Exercise passage:
++++++
That's a generous way of putting it. Just the first chapter nearly had me putting the book down as it read like a press release written on behalf of the scientist. It gets less painful and I understand that authors choose to write books about subjects that interest them but it feels like there's a definite difference in objectivity from his previous works.


this is the first book by isaacson that i read and i doubt i'd like to read any other. the bias in the narration, while duly acknowledged, forces him to paint other people (aka other side) so monstrously—at times—that it's impossible to take his criticisms seriously. that said i liked quite a few people aside from doudna (for example i think emmanuelle charpentier is badass and quite rightly the sort of hero we need—working with elegance and loads of fun).


It’s very unfortunate to read such a statement - Isaacson’s “The Innovators” is an amazing book that never lost its objectivity throughout my readings.


The chapters on Watson are super interesting. If Isaacson had written the book primarily about Watson, it likely would've been at the same level of Steve Jobs.


If that book is a bit one-sided, it has to be mentioned that (as other comments in this thread have noted) the other side also had their share of one-sided publications highlighting the Broad Institute's contribution and minimizing the merits of the other scientists involved, such as this article by Eric Lander: https://www.cell.com/fulltext/S0092-8674(15)01705-5 (reviewed here: https://genotopia.scienceblog.com/573/a-whig-history-of-cris...).


That book is so annoying. Disjointed towards the end and no doubt rushed out because of COVID. Doudna alone on the cover. A real disappointment and woefully little explanation of how CRISPR works.


She has admitted several times that her team tried and failed to make the leap to human cells.


In light of what seems to be this fairly in depth and data based decision by USPTO, maybe PR? :-)


It's depressing that any entity can have monopolistic ownership over CRISPR.

If someone wins, will they prevent people from using the technique without a hefty licensing fee? How much potential is there for this to slow scientific progress?


Reminds me of FDM 3D printing tech. Stratasys patented it in the 80s and proceeded to do fuck all with it except slow down progress in the field. It's only since 2009 when it expired that it became commercialized and mainstream, revolutionizing prototyping as we know it.

At this point patents need to be replaced with a one time monetary reward system or a stipulation that everyone using the tech needs to pay you 5% royalties for a time duration or something of the sort, but no exclusive rights. With the way the climate is going we can no longer afford these 30 year tech setbacks or we're all screwed.


There are other possibilities. Such as a licensing system based around the idea of Harberger taxation. Basically, you make licensing of patents mandatory, and tax the patents based on the licensing fee. The higher the fee, the higher the tax.
++++++
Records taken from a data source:
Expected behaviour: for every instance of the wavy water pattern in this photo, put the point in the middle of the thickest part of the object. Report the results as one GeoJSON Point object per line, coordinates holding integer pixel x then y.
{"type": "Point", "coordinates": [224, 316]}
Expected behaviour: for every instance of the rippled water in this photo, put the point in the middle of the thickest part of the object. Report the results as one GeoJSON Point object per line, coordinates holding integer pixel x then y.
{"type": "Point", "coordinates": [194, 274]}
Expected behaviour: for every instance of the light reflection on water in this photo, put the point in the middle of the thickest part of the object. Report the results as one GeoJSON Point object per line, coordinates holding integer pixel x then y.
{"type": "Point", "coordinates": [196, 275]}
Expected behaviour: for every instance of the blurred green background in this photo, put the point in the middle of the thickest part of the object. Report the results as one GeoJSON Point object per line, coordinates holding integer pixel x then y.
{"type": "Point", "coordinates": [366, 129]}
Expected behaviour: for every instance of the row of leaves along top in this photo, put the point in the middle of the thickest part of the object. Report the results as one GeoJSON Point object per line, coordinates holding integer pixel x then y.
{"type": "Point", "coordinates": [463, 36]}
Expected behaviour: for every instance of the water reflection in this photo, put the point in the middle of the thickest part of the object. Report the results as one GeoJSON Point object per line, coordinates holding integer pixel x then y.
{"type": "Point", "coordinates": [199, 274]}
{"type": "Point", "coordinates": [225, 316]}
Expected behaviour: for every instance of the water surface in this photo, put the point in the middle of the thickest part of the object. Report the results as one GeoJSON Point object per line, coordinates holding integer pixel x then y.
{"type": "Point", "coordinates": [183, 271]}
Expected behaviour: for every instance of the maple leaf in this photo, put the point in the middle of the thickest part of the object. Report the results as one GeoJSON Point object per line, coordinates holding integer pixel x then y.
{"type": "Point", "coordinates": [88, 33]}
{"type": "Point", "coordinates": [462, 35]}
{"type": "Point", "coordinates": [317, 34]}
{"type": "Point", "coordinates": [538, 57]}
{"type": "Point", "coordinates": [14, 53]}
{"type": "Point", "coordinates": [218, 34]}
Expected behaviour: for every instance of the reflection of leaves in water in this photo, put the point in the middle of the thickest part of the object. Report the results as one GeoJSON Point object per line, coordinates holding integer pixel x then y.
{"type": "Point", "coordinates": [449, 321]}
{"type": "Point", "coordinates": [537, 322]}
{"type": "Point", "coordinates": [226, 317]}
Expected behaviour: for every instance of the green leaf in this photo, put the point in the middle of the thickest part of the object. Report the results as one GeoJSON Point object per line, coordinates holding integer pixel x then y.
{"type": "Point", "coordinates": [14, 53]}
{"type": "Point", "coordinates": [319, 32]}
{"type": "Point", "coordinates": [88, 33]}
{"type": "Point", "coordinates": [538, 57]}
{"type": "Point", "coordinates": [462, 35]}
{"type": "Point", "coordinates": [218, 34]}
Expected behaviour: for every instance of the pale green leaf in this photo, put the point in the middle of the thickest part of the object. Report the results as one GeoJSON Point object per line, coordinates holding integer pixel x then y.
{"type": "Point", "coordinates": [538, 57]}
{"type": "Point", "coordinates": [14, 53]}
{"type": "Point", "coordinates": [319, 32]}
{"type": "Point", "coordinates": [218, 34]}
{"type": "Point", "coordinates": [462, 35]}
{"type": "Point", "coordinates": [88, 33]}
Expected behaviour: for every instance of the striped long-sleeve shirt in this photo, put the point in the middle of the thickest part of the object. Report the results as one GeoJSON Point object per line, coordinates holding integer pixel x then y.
++++++
From the discussion of the CRISPR book, copy the passage starting with "If that book" and going on through "to human cells.".

Solution to the exercise:
If that book is a bit one-sided, it has to be mentioned that (as other comments in this thread have noted) the other side also had their share of one-sided publications highlighting the Broad Institute's contribution and minimizing the merits of the other scientists involved, such as this article by Eric Lander: https://www.cell.com/fulltext/S0092-8674(15)01705-5 (reviewed here: https://genotopia.scienceblog.com/573/a-whig-history-of-cris...).


That book is so annoying. Disjointed towards the end and no doubt rushed out because of COVID. Doudna alone on the cover. A real disappointment and woefully little explanation of how CRISPR works.


She has admitted several times that her team tried and failed to make the leap to human cells.